* _Requirement_: Count the lines in the data below that contain the string "sneaker", treating uppercase and lowercase as different. Reply with the number alone.

* _Given information_:
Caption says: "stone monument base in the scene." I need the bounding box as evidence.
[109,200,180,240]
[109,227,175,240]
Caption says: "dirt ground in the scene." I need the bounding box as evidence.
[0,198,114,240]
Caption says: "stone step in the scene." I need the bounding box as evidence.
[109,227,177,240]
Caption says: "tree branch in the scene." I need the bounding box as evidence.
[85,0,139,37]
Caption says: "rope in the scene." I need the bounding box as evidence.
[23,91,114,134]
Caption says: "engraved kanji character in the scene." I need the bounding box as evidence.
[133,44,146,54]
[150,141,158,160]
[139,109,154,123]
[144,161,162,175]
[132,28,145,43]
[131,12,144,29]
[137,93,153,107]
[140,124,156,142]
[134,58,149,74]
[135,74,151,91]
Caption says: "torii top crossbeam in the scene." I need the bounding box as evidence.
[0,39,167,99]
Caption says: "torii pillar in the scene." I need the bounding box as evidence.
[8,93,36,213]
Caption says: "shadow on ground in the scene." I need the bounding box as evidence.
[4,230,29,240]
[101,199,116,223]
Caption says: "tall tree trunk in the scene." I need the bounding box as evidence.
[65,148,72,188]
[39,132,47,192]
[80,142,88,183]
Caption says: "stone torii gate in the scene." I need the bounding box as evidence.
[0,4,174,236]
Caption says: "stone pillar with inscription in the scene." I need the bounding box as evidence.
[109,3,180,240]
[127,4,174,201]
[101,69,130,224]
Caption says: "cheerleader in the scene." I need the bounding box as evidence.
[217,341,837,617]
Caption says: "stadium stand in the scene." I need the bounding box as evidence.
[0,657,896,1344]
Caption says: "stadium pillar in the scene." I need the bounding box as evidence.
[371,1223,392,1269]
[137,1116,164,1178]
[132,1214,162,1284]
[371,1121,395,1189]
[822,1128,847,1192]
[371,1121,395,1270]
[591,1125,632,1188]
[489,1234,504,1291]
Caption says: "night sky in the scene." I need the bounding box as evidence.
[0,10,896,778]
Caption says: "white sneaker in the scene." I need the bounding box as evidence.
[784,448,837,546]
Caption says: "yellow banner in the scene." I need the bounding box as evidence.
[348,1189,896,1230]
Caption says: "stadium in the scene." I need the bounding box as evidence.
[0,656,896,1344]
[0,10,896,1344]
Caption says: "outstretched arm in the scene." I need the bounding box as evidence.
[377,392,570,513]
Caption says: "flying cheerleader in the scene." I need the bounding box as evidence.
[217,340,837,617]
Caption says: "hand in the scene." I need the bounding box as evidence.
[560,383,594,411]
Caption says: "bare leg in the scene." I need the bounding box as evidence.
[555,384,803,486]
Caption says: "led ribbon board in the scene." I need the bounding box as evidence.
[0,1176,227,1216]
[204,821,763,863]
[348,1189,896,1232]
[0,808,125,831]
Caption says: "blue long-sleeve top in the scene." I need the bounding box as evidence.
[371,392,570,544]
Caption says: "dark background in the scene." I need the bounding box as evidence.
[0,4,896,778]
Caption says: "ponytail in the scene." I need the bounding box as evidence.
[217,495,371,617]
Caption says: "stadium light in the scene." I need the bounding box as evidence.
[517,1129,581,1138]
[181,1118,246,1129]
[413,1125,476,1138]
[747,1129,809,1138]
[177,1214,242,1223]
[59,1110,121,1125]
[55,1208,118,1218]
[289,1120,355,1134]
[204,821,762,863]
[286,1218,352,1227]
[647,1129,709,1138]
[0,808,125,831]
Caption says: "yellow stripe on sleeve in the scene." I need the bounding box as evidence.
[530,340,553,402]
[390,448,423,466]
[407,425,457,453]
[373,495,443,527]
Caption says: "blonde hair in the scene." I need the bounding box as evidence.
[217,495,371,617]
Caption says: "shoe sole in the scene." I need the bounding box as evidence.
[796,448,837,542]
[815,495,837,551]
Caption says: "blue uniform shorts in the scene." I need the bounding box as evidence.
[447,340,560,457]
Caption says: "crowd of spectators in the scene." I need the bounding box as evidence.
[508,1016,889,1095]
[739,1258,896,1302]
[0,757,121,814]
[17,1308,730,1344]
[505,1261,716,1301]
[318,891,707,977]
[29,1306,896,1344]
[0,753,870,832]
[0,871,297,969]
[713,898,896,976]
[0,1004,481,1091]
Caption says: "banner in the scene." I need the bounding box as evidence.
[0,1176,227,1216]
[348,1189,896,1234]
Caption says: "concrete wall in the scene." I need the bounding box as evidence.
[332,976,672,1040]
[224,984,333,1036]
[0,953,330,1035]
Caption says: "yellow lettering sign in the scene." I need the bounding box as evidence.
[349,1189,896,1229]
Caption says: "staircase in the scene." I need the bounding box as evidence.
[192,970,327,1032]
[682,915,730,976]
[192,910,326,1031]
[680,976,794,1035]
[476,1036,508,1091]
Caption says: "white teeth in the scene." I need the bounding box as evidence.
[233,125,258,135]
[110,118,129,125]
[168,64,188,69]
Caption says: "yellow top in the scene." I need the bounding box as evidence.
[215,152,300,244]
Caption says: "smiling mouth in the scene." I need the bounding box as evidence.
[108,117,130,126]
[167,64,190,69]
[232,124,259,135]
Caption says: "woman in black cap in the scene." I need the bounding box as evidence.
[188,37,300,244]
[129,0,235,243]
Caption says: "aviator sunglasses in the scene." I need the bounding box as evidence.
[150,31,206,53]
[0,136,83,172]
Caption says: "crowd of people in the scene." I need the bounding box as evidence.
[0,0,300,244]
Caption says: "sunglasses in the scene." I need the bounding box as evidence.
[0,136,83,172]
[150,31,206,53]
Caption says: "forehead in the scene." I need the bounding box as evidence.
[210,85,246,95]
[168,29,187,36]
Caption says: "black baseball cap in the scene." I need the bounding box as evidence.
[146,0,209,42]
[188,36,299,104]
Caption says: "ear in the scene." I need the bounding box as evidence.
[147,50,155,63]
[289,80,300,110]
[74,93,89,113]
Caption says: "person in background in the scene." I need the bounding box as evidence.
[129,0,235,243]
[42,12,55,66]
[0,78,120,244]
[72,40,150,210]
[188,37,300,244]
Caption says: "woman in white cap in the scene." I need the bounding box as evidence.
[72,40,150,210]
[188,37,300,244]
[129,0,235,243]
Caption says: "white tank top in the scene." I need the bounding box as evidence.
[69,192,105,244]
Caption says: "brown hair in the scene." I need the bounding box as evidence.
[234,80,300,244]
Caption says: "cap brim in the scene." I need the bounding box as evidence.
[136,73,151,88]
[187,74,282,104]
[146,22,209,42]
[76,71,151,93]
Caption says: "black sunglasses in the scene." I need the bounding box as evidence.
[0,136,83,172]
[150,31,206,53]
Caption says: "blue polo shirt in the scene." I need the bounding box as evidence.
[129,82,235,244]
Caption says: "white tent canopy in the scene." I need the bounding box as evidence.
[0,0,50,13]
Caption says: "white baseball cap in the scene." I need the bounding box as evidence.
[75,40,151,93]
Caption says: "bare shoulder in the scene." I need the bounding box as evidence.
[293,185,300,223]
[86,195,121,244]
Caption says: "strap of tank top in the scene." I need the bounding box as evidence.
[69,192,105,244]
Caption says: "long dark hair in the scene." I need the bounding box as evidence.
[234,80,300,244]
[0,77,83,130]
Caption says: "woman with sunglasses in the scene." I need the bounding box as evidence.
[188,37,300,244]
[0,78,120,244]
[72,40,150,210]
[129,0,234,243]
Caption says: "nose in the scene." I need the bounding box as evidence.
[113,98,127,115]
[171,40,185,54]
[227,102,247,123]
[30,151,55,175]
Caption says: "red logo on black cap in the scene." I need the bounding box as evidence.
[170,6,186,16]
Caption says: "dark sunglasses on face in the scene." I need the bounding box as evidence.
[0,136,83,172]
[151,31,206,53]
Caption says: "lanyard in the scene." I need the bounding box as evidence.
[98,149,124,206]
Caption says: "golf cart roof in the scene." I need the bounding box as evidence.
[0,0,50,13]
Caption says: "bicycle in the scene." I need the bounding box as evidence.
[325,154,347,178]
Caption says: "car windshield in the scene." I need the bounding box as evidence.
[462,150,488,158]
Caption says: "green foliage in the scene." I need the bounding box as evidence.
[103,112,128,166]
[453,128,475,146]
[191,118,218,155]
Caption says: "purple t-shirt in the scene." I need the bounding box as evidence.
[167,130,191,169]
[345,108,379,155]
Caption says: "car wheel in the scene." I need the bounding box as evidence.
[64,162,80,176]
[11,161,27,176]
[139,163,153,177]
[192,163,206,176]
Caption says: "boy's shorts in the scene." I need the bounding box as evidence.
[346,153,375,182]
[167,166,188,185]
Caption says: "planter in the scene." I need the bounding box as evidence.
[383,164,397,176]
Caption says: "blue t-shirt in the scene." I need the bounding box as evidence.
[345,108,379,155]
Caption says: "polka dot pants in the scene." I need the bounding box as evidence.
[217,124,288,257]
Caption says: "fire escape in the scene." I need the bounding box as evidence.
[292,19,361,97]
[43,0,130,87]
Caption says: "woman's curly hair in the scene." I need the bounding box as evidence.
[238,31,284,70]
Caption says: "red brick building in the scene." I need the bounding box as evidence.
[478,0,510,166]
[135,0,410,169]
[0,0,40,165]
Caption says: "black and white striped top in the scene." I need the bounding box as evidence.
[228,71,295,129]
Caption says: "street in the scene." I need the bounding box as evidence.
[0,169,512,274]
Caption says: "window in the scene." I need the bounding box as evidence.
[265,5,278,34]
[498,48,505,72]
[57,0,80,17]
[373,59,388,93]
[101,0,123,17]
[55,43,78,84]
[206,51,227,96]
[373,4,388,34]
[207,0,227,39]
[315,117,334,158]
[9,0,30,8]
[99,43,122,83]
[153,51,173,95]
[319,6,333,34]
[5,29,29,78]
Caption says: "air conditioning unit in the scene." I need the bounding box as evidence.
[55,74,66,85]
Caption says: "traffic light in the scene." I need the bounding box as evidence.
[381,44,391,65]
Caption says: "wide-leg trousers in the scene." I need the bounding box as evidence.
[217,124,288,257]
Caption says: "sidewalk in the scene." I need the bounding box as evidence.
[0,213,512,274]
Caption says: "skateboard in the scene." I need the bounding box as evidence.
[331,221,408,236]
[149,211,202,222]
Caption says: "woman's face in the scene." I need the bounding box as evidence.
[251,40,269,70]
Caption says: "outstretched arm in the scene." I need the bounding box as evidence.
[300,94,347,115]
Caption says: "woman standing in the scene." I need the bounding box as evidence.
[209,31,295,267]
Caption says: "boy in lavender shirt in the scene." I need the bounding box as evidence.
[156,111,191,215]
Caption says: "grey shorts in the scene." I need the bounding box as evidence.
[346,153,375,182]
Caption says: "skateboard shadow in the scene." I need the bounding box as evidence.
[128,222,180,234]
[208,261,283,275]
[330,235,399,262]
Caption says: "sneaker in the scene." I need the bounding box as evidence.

* _Exercise answer_: 2